_ABOUT THIS TASK_
Below are records; copy every line in them that holds the word "each".

_RECORDS SUPPLIED_
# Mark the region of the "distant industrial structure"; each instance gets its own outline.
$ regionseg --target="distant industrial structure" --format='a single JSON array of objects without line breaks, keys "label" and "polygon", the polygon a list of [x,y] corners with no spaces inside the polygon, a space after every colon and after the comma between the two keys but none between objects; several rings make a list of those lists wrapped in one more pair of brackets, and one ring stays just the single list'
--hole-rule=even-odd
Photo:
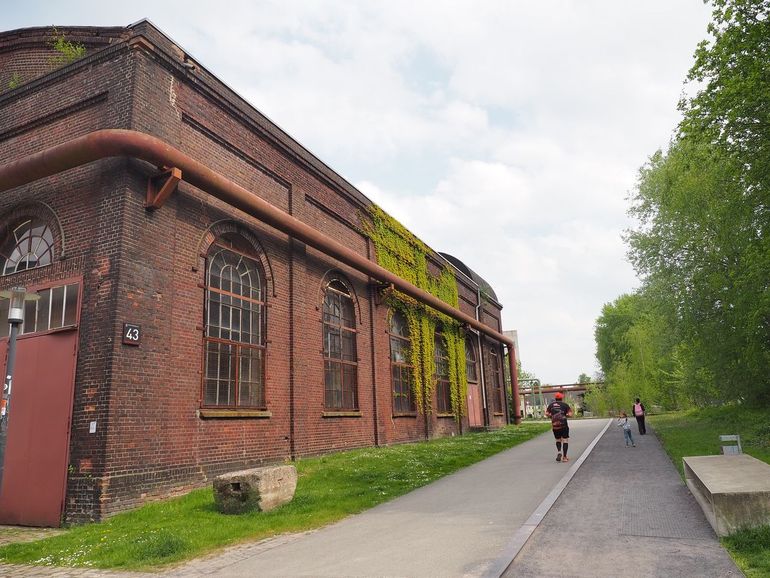
[{"label": "distant industrial structure", "polygon": [[525,418],[543,417],[545,408],[554,400],[554,394],[561,391],[567,399],[572,399],[575,412],[582,414],[585,410],[585,394],[594,387],[603,386],[603,382],[565,383],[561,385],[541,385],[539,379],[520,379],[519,395],[521,396],[521,411]]}]

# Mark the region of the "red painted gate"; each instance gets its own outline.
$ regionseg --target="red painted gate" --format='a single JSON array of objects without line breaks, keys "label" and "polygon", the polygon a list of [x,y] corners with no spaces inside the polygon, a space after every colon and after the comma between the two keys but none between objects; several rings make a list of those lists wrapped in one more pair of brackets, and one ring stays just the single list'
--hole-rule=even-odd
[{"label": "red painted gate", "polygon": [[[76,314],[72,321],[77,321]],[[77,343],[76,323],[42,334],[22,335],[17,341],[0,524],[61,525]],[[8,339],[2,339],[2,368],[7,348]]]},{"label": "red painted gate", "polygon": [[470,427],[483,427],[481,414],[481,387],[478,383],[468,382],[468,424]]}]

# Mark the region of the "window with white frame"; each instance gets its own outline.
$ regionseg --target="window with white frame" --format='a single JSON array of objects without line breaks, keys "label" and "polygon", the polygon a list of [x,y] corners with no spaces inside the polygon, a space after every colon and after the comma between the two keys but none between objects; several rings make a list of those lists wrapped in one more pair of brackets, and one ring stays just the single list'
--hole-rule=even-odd
[{"label": "window with white frame", "polygon": [[[19,330],[22,335],[75,326],[80,283],[39,289],[36,293],[39,299],[24,302],[24,323]],[[9,333],[9,303],[8,299],[0,299],[0,337]]]},{"label": "window with white frame", "polygon": [[34,269],[53,262],[53,233],[39,219],[25,219],[14,227],[0,247],[3,275]]}]

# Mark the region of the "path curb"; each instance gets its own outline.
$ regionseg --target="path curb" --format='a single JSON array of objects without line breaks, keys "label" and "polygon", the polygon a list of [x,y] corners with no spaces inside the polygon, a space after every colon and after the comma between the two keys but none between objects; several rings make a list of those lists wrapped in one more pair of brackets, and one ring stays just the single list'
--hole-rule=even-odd
[{"label": "path curb", "polygon": [[538,507],[535,509],[532,515],[527,519],[527,521],[524,522],[521,528],[519,528],[516,531],[513,537],[508,541],[508,543],[503,548],[500,556],[498,556],[497,559],[495,559],[492,562],[492,564],[489,566],[487,571],[481,575],[482,578],[500,578],[505,573],[505,571],[508,570],[508,567],[513,563],[514,559],[519,554],[519,552],[521,552],[521,549],[524,547],[524,544],[527,543],[527,540],[529,540],[530,536],[532,536],[532,533],[540,525],[540,522],[543,521],[543,518],[545,518],[545,515],[548,513],[548,510],[551,509],[551,506],[554,505],[556,500],[564,491],[564,488],[567,487],[567,484],[569,484],[570,480],[580,469],[580,466],[583,465],[583,462],[591,454],[596,444],[599,443],[599,440],[607,431],[607,428],[610,427],[611,423],[612,423],[612,419],[608,419],[607,424],[602,428],[602,431],[600,431],[596,435],[596,437],[588,445],[588,447],[577,459],[577,461],[574,464],[572,464],[572,466],[570,466],[569,470],[567,470],[567,473],[564,474],[564,476],[554,486],[554,488],[545,497],[545,499],[542,502],[540,502]]}]

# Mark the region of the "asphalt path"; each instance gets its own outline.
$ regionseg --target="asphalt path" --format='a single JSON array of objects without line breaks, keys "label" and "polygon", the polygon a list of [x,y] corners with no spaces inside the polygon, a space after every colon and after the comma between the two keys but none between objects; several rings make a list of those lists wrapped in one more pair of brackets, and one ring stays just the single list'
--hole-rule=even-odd
[{"label": "asphalt path", "polygon": [[549,432],[332,526],[230,549],[171,575],[499,576],[512,538],[606,424],[570,422],[570,463],[555,461]]},{"label": "asphalt path", "polygon": [[506,578],[743,576],[658,438],[633,435],[610,426]]},{"label": "asphalt path", "polygon": [[742,576],[658,439],[570,423],[332,526],[245,543],[158,574],[0,564],[9,578]]}]

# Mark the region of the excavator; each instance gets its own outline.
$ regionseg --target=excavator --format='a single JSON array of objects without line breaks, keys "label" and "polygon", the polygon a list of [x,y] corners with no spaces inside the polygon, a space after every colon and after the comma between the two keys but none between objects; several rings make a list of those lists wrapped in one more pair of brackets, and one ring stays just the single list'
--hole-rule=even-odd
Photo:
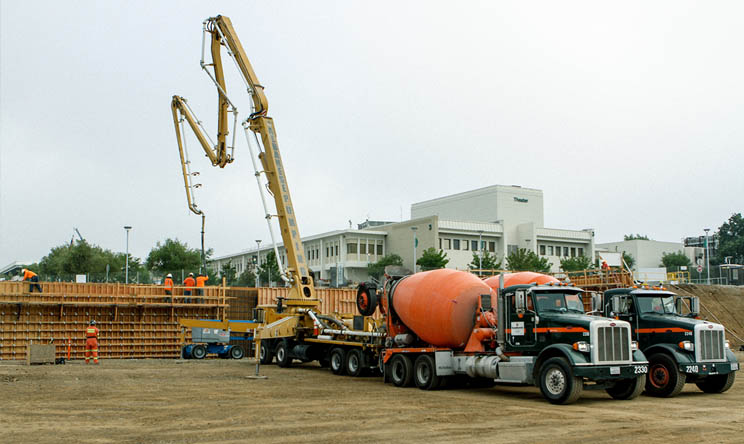
[{"label": "excavator", "polygon": [[[206,61],[206,47],[209,43],[211,63]],[[277,310],[282,313],[280,317],[291,315],[297,310],[307,310],[316,307],[319,301],[315,295],[313,278],[304,257],[304,248],[300,240],[297,219],[292,205],[292,198],[287,184],[287,176],[282,164],[279,145],[277,143],[274,121],[267,116],[269,105],[264,94],[264,87],[258,81],[256,73],[245,54],[243,45],[233,28],[228,17],[218,15],[210,17],[203,22],[202,27],[202,55],[200,65],[207,73],[217,88],[217,140],[216,143],[209,137],[202,122],[195,116],[193,109],[187,100],[174,95],[171,101],[173,112],[173,123],[176,129],[178,151],[181,157],[181,170],[186,188],[186,199],[191,212],[202,216],[202,262],[204,261],[204,212],[197,206],[193,190],[199,184],[193,183],[193,178],[198,172],[191,171],[191,161],[188,157],[186,142],[183,137],[185,132],[184,123],[188,123],[196,135],[199,144],[206,153],[207,158],[213,166],[224,168],[234,160],[235,134],[238,121],[238,109],[235,102],[230,100],[227,94],[225,72],[222,63],[222,50],[226,52],[235,63],[240,77],[243,80],[252,102],[251,113],[241,122],[248,144],[253,168],[255,170],[256,183],[261,195],[265,218],[269,226],[269,233],[274,246],[276,257],[279,258],[279,250],[274,237],[272,219],[276,218],[281,231],[282,241],[287,256],[287,266],[283,267],[281,261],[277,261],[282,280],[289,286],[289,292],[284,299],[286,309]],[[232,114],[232,139],[228,145],[230,135],[229,120]],[[251,137],[252,136],[252,137]],[[251,140],[253,139],[253,140]],[[262,169],[259,169],[255,160],[254,144],[258,150],[258,158]],[[265,177],[266,184],[261,180]],[[264,187],[268,188],[269,194],[274,199],[276,214],[269,211],[267,198],[264,195]],[[280,301],[281,304],[281,301]]]}]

_SOLUTION FOR THIS TASK_
# Mark the region of the "distant industrial structure"; each instance gets its own outline.
# Mark the region of the "red painted gate"; each instance gets its own outline.
# Mark the region of the "window with white frame"; each instance gets its own outline.
# Mark the region of the "path curb"; each instance gets its own outline.
# Mark the region of the "asphalt path"; each instance gets its own outline.
# Mark the region of the excavator; each instance gets its own outline.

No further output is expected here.